=== DO THIS ===
Can you quote the lines below exactly, starting at the line with "Note: spot each instance of the tall" and going through the last one?

=== RECORDS SHOWN ===
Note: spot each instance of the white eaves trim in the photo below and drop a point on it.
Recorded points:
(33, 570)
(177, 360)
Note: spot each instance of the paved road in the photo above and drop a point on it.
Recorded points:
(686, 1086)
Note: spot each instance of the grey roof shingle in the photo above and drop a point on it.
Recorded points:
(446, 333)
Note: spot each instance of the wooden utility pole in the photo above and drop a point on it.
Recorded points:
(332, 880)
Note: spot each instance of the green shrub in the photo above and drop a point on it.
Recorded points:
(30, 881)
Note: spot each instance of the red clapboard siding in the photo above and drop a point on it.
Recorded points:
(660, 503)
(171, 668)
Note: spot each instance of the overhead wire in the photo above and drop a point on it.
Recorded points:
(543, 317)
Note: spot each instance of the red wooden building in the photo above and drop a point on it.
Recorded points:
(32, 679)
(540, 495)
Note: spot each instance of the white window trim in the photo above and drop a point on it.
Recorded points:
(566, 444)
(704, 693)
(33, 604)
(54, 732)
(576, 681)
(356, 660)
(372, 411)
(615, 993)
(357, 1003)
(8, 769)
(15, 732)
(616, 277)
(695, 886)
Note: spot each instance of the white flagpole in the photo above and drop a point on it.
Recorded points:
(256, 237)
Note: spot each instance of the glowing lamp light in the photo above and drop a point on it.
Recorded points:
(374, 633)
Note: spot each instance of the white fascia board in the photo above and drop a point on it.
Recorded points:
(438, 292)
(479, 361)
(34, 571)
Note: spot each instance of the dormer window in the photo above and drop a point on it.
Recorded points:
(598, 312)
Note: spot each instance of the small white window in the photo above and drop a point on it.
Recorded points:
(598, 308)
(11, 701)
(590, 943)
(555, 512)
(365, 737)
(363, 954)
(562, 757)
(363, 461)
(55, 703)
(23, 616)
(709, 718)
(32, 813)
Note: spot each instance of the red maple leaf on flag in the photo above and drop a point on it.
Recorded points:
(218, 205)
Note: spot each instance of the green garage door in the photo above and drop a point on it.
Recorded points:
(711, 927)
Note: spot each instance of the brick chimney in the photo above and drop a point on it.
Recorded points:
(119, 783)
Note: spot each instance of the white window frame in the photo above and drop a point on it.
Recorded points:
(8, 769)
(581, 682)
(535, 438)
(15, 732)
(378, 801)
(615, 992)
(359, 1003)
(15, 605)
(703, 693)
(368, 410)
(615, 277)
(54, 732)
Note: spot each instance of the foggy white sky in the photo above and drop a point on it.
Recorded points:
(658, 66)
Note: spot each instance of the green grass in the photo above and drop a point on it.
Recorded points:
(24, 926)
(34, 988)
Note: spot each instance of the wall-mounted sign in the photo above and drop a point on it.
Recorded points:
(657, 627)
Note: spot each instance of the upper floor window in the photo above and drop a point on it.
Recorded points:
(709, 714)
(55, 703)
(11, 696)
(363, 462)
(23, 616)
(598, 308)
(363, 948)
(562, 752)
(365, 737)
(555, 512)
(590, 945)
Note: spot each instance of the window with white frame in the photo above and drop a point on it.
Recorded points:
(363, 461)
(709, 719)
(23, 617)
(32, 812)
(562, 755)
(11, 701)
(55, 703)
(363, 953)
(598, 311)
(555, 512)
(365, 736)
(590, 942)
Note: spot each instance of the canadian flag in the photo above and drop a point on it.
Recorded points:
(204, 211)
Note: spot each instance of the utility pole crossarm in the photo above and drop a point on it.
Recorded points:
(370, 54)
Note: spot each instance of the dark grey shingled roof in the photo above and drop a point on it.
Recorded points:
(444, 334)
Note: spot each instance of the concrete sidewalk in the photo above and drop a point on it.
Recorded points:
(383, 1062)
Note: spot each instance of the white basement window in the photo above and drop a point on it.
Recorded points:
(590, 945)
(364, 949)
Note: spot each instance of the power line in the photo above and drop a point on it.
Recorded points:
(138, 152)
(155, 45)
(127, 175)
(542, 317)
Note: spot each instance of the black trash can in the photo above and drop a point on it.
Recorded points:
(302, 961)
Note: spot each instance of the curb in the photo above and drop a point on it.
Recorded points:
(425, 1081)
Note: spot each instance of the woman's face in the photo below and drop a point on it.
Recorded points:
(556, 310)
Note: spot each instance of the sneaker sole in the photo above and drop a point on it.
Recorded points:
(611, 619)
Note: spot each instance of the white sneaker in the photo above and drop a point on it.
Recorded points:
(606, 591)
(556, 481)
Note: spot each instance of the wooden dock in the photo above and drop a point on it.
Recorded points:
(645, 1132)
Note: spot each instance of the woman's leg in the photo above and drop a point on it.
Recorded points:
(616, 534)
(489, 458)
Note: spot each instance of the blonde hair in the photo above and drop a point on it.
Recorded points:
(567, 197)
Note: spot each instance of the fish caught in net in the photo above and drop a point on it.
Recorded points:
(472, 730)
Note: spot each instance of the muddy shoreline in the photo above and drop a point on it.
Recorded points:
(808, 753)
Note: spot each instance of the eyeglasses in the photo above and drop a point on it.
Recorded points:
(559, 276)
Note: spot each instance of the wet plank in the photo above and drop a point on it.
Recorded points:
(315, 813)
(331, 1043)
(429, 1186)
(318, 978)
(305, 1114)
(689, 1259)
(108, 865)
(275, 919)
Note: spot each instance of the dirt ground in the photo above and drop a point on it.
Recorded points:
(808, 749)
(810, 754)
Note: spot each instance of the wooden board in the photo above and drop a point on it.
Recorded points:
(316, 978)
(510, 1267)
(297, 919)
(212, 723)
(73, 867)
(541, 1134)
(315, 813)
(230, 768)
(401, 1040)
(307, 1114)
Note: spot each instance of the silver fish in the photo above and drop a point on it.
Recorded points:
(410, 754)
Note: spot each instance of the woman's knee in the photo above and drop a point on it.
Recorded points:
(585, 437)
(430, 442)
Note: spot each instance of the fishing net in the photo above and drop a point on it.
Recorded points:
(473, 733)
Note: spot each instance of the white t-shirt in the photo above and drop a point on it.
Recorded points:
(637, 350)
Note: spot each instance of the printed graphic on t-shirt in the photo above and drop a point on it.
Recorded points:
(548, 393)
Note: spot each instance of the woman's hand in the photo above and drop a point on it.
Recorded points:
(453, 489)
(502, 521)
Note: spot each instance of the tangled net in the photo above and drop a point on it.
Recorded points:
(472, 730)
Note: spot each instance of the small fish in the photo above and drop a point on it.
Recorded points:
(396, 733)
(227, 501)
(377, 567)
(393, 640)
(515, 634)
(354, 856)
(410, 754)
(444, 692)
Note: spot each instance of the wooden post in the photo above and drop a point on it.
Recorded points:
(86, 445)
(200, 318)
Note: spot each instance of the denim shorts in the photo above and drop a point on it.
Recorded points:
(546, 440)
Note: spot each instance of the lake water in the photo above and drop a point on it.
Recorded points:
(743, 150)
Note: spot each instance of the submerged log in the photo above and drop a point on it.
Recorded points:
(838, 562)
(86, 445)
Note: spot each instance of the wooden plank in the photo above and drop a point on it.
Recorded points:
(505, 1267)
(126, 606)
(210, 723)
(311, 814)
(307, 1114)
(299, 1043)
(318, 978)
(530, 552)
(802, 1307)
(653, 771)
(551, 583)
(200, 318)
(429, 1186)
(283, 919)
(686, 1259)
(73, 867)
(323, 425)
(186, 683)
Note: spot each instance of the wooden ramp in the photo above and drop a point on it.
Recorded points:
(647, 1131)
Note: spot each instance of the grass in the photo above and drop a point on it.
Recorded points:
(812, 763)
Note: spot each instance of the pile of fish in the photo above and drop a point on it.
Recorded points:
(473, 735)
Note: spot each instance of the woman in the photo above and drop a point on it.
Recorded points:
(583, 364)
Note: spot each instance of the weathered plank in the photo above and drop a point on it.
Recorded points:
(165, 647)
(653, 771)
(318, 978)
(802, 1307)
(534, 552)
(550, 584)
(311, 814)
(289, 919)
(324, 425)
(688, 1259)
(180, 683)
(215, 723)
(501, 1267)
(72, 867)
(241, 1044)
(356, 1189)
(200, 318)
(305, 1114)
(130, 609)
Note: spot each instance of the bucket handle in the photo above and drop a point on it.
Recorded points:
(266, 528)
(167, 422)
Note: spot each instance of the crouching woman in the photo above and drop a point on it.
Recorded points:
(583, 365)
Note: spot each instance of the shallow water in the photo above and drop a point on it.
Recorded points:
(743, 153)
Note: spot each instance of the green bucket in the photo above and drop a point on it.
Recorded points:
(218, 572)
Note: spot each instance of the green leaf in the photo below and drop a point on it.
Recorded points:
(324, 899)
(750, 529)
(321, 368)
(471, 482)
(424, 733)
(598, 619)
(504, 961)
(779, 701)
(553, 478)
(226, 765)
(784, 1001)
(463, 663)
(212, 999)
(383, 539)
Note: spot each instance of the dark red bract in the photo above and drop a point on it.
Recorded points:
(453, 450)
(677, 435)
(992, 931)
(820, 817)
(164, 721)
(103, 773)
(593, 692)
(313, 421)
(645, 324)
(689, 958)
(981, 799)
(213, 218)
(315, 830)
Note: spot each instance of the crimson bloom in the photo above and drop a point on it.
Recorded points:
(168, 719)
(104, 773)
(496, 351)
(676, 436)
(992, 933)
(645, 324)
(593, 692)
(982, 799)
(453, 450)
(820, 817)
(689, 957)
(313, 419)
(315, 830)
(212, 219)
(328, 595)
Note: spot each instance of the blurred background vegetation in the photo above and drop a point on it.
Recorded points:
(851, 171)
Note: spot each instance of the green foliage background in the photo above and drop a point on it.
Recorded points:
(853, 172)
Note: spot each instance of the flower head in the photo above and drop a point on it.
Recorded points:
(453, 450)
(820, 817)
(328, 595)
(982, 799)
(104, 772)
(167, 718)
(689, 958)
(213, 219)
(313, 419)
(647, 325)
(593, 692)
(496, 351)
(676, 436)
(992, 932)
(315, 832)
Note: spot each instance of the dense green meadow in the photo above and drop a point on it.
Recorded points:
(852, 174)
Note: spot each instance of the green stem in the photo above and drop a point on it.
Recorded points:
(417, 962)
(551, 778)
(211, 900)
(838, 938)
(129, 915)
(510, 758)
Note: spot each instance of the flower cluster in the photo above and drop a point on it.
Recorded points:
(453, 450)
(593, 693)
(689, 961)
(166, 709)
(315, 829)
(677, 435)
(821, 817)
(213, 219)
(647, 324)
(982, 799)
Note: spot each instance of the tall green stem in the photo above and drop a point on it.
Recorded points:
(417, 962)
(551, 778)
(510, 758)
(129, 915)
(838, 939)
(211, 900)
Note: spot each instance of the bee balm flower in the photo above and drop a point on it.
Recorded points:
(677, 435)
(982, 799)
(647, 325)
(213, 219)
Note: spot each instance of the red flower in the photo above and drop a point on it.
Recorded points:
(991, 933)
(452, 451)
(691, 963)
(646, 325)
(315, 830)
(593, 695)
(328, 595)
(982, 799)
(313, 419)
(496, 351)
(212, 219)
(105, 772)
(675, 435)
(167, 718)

=== EXPECTED ANSWER ===
Note: spot each instance of the tall green stem in the photo above and drop a point on it.
Recorded points:
(417, 962)
(551, 778)
(510, 758)
(129, 915)
(838, 939)
(211, 900)
Note: spot each instance of the bee balm flower in the photo above and drop a point on it.
Recorded points:
(677, 435)
(982, 799)
(647, 325)
(213, 219)
Note: spot each instance of the red flower in the photo above and drop a point on it.
Recorded points:
(991, 933)
(452, 451)
(691, 963)
(646, 325)
(315, 830)
(593, 695)
(328, 595)
(982, 799)
(313, 419)
(496, 351)
(212, 219)
(105, 772)
(675, 435)
(167, 718)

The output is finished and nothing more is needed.